### [EXERCISE 1]
Reproduce word for word the part of the passage on expert teachers from "The reverse of" to "point out differences.".
### [EXERCISE 2]
Decide whether each statement agrees with the passage on expert teachers, answering yes or no and quoting the deciding words: (a) Novice teachers notice how students are dressed. (b) Teachers are born experts. (c) Verbalizing a thought takes less time than processing it only mentally.
### [EXERCISE 3]
List every extraneous detail that, according to the passage on expert teachers, novice teachers notice.

While conducting a class, even though teachers may be doing all or most of
the talking, students communicate important nonverbal messages. They
communicate these messages through facial expressions, body postures, and
how they say what they say, as well as what actions they do or the skills
they attempt to perform. Both novice and expert teachers see the same
student responses, but expert teachers see in those responses something very
different than novices see. Research summarized and referenced in the
article below identifies four features that distinguish how expert teachers
see what transpires in class. As the authors note, the good news is that
teachers are not born experts. Rather, the ability to see and respond to
this kind of feedback can be learned. The four features and suggestions for
developing expertise in each are highlighted below. 

Focus on the relevant - When an expert teacher looks at what students are
doing, he or she focuses on events and information relevant to the decisions
that must be made as a teacher. So if the students are learning to play
tennis, that teacher attends to how the student swings at the ball. Novice
teachers notice extraneous details such as how students are dressed, whether
they look like they are enjoying the activity, and if they are talking to
other students. To help them focus on relevant details, the authors suggest
that teachers might refer to a checklist that identifies those student
responses relevant to how well they are learning. 

Draw inference from observations - Based on what they see, expert teachers
make good judgments about which subsequent activities will interest students
and improve their performance, if what's being taught is a skill or if the
students' understanding of what's being taught requires a cognitive
response. One excellent way to develop this ability to see what's happening
and use that knowledge to plan next events is to partner with a teacher who
does it well. "The technique requires the person to verbalize his or her
thought processes. It may be awkward at first, because verbalizing a thought
takes considerably longer than only mentally processing a thought." (p. 31)
The reverse of this technique may be equally instructive. If the novice
teacher explains what she or he sees and what conclusions she or he'd draw
about next steps, then the expert can point out differences. 

Tuning into the atypical - Experienced teachers know how students typically
respond when learning a particular technique or grappling with a particular
part of the content. If an individual student or a group of students
responds differently, expert teachers automatically tune in to what's
happening with those students. This is true whether the student is
struggling or excelling. If a student learns something with great ease,
perhaps that approach would be of benefit to others. Part of what helps
novices develop expertise here is their explicit attempt to understand how
and why something works for students. If a particular set of exercises moves
students to a new skill level, teachers need to know why. "Teachers will
need patience as they are learning to see-which means they will not
immediately understand what they see. With deliberate practice, teachers
will make better sense of instructional situations and become adept at
finding potential in the unusual."

### [GIVEN DATA]
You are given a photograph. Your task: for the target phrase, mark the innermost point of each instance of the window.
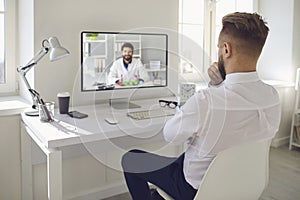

### [WRITTEN REPLY 1]
The reverse of this technique may be equally instructive. If the novice
teacher explains what she or he sees and what conclusions she or he'd draw
about next steps, then the expert can point out differences.

### [WRITTEN REPLY 2]
(a) Yes: "Novice teachers notice extraneous details such as how students are dressed"
(b) No: "teachers are not born experts"
(c) No: "verbalizing a thought takes considerably longer than only mentally processing a thought"

### [WRITTEN REPLY 3]
- How students are dressed
- Whether they look like they are enjoying the activity
- If they are talking to other students